(Point annotation dataset items)
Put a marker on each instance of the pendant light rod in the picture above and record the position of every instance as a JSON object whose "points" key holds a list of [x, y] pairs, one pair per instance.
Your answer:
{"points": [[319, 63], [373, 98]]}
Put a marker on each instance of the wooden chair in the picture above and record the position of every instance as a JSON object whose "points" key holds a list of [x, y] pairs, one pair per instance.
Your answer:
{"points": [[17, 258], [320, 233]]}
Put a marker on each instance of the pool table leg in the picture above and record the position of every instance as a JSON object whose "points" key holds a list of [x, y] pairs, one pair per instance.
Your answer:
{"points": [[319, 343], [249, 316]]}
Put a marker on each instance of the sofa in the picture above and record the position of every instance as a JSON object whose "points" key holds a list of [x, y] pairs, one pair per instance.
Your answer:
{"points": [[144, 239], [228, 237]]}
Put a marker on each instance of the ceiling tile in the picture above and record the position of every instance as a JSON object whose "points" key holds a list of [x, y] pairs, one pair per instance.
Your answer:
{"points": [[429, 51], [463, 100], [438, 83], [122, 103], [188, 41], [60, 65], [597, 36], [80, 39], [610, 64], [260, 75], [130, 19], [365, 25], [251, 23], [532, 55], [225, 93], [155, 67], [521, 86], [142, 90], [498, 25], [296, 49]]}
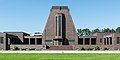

### Requirement
Rescale the lines from the one holding "Put a marker on each instance of the ceiling" through the end of the items, inclusive. Write those lines out again, requests included, with every coordinate in the answers multiplied by 0.6 and rounded to a whole number, halves rounding up, and leave the pictures out.

### Response to this exercise
Put a marker on each instance of the ceiling tile in the picture above and record the position of every instance as a JSON object whose "points" key holds a list of [x, y] pairs, one pair per instance.
Your answer:
{"points": [[257, 31], [278, 60], [263, 50], [73, 62], [113, 25], [36, 39], [358, 22], [48, 23], [366, 38], [156, 45], [78, 11], [219, 15], [151, 14], [319, 33], [135, 56], [93, 40], [313, 52], [85, 54], [299, 15], [178, 29]]}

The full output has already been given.